Arbeitsaufträge –
- a) Bitte beantworten Sie anhand der Albumkritik zu „Leichenlager“ die folgenden Fragen:
(i) Mit welchem Stück beginnt das Album?
(ii) Was wurde an diesem Stück gegenüber der EP-Fassung geändert?
(iii) Welches Stück ist das erste schnellere auf dem Album?
- b) Geben Sie den Abschnitt der Albumkritik zu „Leichenlager“ von „Wer bereits die“ bis „da behandelt wird.“ wortgetreu wieder.
- c) Setzen Sie die Albumkritik zu „Leichenlager“ nach ihrem letzten Satz fort.

Textauszug –
Wer bereits die "Fleischfestival" EP kennt, der kennt auch schon das erste Stück. "Des Heilands Haut" blieb, bis auf den "Begrüßungssatz", gänzlich unverändert. Ein guter Einstieg, zudem gefällt mir das Thema, das da behandelt wird.

Der Titeltrack lässt nicht auf sich warten und so handelt bereits das zweite Stück vom "Leichenlager". Hier zeigt sich, wie viele Ideen Eisregen haben. Ähnlich lang wie "Krebskolonie" und "das kleine Leben" auf dem letzten Album, wird man hier aber nicht von bombenden Riffs erschlagen, stattdessen zeigen sich Eisregen auch hier, was Geschwindigkeit angeht, eher gediegen und glänzen mit abwechslungsreichem Songwriting und wieder mit hervorragenden Lyrics.

Ein Lied wie "Feindbild Mensch" darf natürlich auch nicht fehlen, und so kommt das erste schnellere Stück auf dem Album mit einem misanthropischen Thema (welcher Text ist das bei Eisregen nicht?) daher. Wie man bei diesem Stück bereits heraushört, sind auf "Leichenlager" die schnelleren Stücke auch nicht so herausragend, wie auf dem Vorgänger, zumal die Produktion ziemlich drucklos ist. So kann man bei den Riffs in Liedern wie diesem, "die Seele der Todgeburt" und "Stirb lächelnd" nur gähnen. Letzteres ist besonders schlimm, da nicht einmal der Text vernünftig ist.

Bereitgestelltes Material –

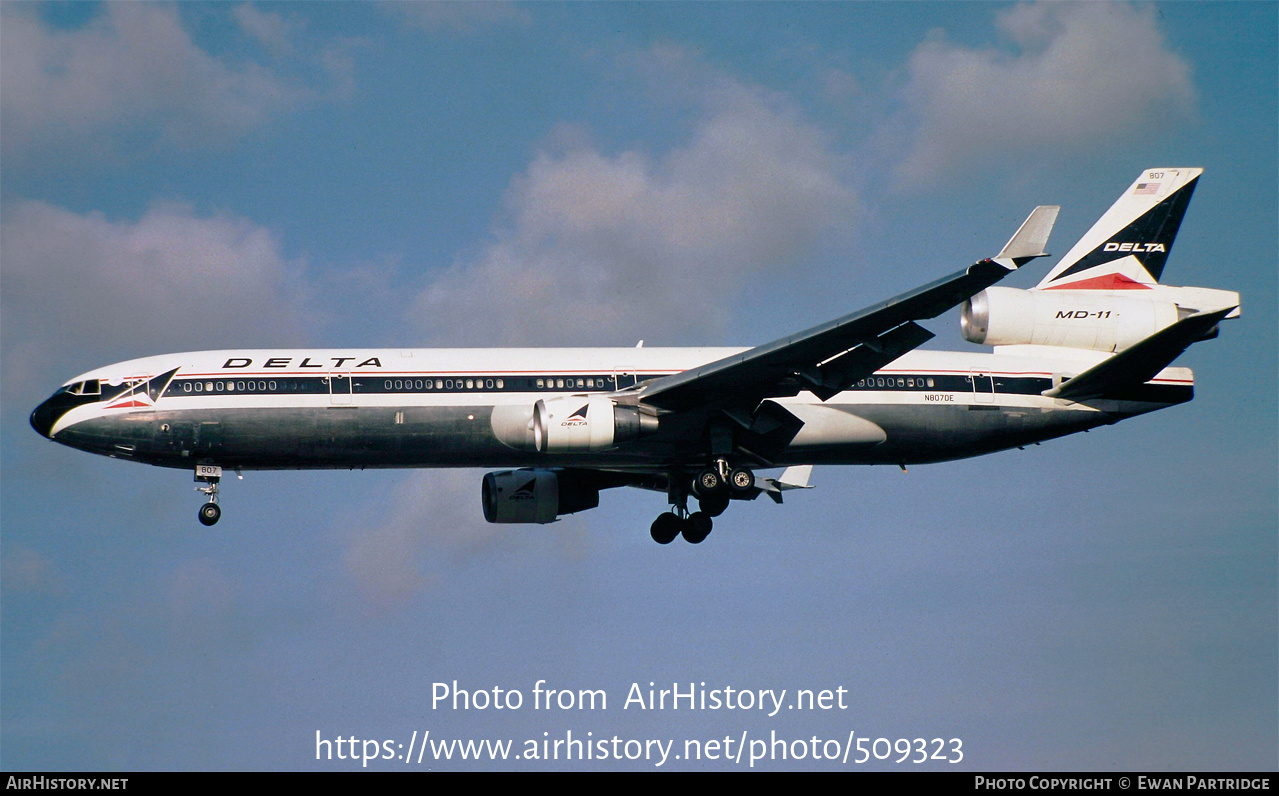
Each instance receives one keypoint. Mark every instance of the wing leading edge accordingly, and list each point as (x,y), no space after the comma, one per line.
(829,357)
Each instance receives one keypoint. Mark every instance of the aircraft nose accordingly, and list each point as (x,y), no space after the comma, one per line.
(45,416)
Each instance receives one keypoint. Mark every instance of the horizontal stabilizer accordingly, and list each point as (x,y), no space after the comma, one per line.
(791,477)
(1031,238)
(1141,362)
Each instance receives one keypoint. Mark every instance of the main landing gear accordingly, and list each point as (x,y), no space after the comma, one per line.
(714,488)
(209,475)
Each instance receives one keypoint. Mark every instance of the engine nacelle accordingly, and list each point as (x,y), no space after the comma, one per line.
(586,422)
(1099,320)
(535,495)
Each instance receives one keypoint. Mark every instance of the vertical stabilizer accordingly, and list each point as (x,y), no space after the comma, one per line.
(1128,246)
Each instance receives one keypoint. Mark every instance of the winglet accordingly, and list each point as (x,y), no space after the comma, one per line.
(1030,239)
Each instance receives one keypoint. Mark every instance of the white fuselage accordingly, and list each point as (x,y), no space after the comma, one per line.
(276,408)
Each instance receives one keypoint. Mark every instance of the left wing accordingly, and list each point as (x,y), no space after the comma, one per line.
(828,358)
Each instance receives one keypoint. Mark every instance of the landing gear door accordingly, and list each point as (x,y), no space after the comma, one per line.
(339,389)
(982,387)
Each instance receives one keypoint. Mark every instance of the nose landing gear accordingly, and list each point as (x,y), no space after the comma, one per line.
(209,475)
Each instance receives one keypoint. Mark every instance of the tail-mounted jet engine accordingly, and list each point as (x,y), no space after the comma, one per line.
(1098,320)
(535,495)
(581,422)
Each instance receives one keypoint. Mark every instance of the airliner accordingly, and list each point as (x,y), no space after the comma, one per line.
(1091,344)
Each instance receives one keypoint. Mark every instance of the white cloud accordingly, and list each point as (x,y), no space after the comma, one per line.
(605,248)
(128,78)
(85,286)
(1086,74)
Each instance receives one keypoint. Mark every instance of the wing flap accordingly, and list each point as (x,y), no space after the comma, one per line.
(865,341)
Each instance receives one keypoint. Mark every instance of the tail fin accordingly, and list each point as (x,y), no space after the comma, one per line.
(1128,246)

Lösungen je Aufgabe –
- a)
(i) „Des Heilands Haut“
(ii) Der „Begrüßungssatz“
(iii) „Feindbild Mensch“

- b)
Wer bereits die "Fleischfestival" EP kennt, der kennt auch schon das erste Stück. "Des Heilands Haut" blieb, bis auf den "Begrüßungssatz", gänzlich unverändert. Ein guter Einstieg, zudem gefällt mir das Thema, das da behandelt wird.

- c)
Ein paar "Liebeslieder" haben es auch auf's Album geschafft, so haben wir wieder einen Verehrer, der sich lieber mit ruhigen Frauen abfindet ("Bei den Gräbern", "nur dein Fleisch"), einen, der unter scharfen Frauen etwas anderes versteht ("...Und sie blutete nur einen Sommer lang") und einer, der wohl zu lange Metzger war. ("Zeit zu spielen")

Eisregen haben sogar ein Stück aus ihrer Demo neu aufgenommen. "Das Tor" (ursprünglich "Ich bin das Tor") kommt in neuem akkustischen Gewand und (logischerweise) deutlich besserer Produktion. Das meiner Meinung nach beste Stück nach "Leichenlager", da zwar etwas weniger abwechslungsreich, dafür aber umso härter, als der Titelsong.

Wer das Gleichnis "ihr seid das Salz der Erde" kennt, der kann schon ahnen, was Eisregen vorhaben, wenn sie ein Stück so benennen. "Salz der Erde" ist ein blasphemisches Stück, in dem aufgezählt wird, wie der Mensch bis heute seiner Verantwortung nachgegangen ist.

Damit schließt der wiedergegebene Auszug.